• Directions for this task
Everything from the line containing "Task: for the greenhouse-bench survey, tag the lichen-covered" through the last line of the records below should be printed exactly, please, and nothing else.

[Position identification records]
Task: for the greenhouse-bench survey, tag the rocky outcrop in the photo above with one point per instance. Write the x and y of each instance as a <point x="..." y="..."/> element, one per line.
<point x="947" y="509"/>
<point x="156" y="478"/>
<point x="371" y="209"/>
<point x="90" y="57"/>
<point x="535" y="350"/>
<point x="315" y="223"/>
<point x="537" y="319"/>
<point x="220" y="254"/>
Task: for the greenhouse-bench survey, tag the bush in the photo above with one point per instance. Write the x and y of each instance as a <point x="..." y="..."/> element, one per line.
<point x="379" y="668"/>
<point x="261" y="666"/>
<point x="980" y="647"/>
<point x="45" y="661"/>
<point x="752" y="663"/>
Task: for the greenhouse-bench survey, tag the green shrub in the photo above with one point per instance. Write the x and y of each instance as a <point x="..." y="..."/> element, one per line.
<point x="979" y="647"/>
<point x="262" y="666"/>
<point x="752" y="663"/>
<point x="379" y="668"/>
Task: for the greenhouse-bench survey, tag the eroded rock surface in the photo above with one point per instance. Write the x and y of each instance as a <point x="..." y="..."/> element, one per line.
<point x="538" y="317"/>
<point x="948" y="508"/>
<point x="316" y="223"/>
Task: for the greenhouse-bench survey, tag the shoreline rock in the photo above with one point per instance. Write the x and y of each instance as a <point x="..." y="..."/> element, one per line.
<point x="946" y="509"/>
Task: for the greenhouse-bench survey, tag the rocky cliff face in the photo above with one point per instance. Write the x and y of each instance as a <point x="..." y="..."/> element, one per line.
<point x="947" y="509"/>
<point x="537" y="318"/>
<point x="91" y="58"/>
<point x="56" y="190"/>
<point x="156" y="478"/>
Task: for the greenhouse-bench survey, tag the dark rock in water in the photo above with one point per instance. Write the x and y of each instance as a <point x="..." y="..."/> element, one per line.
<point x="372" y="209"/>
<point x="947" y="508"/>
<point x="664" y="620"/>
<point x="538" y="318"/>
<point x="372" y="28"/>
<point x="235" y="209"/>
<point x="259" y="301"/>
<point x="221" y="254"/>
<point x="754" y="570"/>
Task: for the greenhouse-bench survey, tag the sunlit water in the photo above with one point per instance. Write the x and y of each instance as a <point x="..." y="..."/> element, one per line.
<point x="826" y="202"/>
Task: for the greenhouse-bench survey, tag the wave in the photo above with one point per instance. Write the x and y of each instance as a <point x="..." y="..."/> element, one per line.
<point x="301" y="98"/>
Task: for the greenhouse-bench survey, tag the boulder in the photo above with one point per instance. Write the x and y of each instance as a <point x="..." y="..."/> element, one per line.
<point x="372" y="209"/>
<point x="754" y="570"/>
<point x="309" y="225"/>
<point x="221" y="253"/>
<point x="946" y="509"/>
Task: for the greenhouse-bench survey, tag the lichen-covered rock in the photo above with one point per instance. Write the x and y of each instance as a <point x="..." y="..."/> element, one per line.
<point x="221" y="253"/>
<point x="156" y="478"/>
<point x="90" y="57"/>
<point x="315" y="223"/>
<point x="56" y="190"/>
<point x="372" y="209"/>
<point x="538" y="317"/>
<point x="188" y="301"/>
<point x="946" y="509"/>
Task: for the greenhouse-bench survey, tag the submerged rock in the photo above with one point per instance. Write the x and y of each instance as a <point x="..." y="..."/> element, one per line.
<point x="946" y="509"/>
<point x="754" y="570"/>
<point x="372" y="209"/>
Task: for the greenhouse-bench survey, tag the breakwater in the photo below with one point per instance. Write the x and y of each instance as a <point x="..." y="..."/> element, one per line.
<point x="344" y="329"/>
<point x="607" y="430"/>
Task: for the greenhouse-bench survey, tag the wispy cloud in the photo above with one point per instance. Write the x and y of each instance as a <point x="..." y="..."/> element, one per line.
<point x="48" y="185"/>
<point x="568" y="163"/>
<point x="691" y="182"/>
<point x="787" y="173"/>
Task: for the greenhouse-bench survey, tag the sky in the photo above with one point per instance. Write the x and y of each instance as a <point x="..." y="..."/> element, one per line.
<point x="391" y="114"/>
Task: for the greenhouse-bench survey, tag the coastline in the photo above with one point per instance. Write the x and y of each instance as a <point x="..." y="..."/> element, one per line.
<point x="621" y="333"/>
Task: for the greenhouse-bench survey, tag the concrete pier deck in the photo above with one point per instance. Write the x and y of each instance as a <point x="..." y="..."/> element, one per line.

• Task response
Task: for the greenhouse-bench survey, tag the lichen-covered rock in the photo above with one point per instance. Write the x and y of each instance as a <point x="..." y="..."/> element, one per line.
<point x="221" y="253"/>
<point x="156" y="478"/>
<point x="90" y="57"/>
<point x="315" y="223"/>
<point x="56" y="190"/>
<point x="372" y="209"/>
<point x="538" y="317"/>
<point x="188" y="301"/>
<point x="946" y="509"/>
Task: for the greenhouse-bench survey, tag the submerged rock in the photo above with one point per instance. Write the x and y of each instance as a <point x="..." y="..."/> element, one per line.
<point x="946" y="509"/>
<point x="754" y="570"/>
<point x="372" y="209"/>
Task: for the greenhouse-bench survey, tag the breakwater in the photo below with one point per instance. Write the x and y of each instance as a <point x="..." y="..."/> element, one per line.
<point x="344" y="329"/>
<point x="607" y="430"/>
Task: for the greenhouse-bench survey, tag the wispy cloud in the photo above with one point per instance. Write the x and y of each instance as a <point x="..." y="..."/> element, one per line.
<point x="48" y="185"/>
<point x="568" y="163"/>
<point x="691" y="182"/>
<point x="787" y="173"/>
Task: for the greenhouse-bench survey, tag the sky in the photo above with one point per instance. Write the x and y of each instance as a <point x="..." y="..."/> element, one per line.
<point x="391" y="114"/>
Task: for the greenhouse-bench survey, tag the coastline in the photo above with one point per instance. Write the x and y of each instance as a <point x="..." y="..."/> element, one per line.
<point x="621" y="333"/>
Task: for the greenhouse-bench survey, tag the concrete pier deck in the photo above with one point per instance. Write the x and y of each instance as a <point x="..." y="..."/> element, one per line.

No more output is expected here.